Exercise prompt: Reproduce every line of the data below word for word, but leave out the pictures.

Data records:
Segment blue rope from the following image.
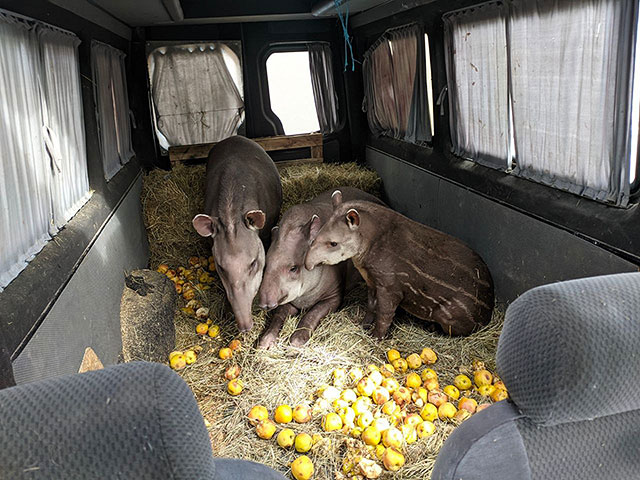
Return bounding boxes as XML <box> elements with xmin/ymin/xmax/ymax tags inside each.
<box><xmin>333</xmin><ymin>0</ymin><xmax>356</xmax><ymax>72</ymax></box>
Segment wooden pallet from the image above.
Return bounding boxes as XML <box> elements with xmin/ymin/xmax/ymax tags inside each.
<box><xmin>169</xmin><ymin>133</ymin><xmax>323</xmax><ymax>167</ymax></box>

Completed exercise:
Segment blue rope from the following image.
Return bounding boxes as XML <box> elements with xmin/ymin/xmax/ymax tags inside each.
<box><xmin>333</xmin><ymin>0</ymin><xmax>356</xmax><ymax>72</ymax></box>
Segment wooden pallet from the image above.
Return bounding boxes as XML <box> elements with xmin/ymin/xmax/ymax tags inside each.
<box><xmin>169</xmin><ymin>133</ymin><xmax>323</xmax><ymax>167</ymax></box>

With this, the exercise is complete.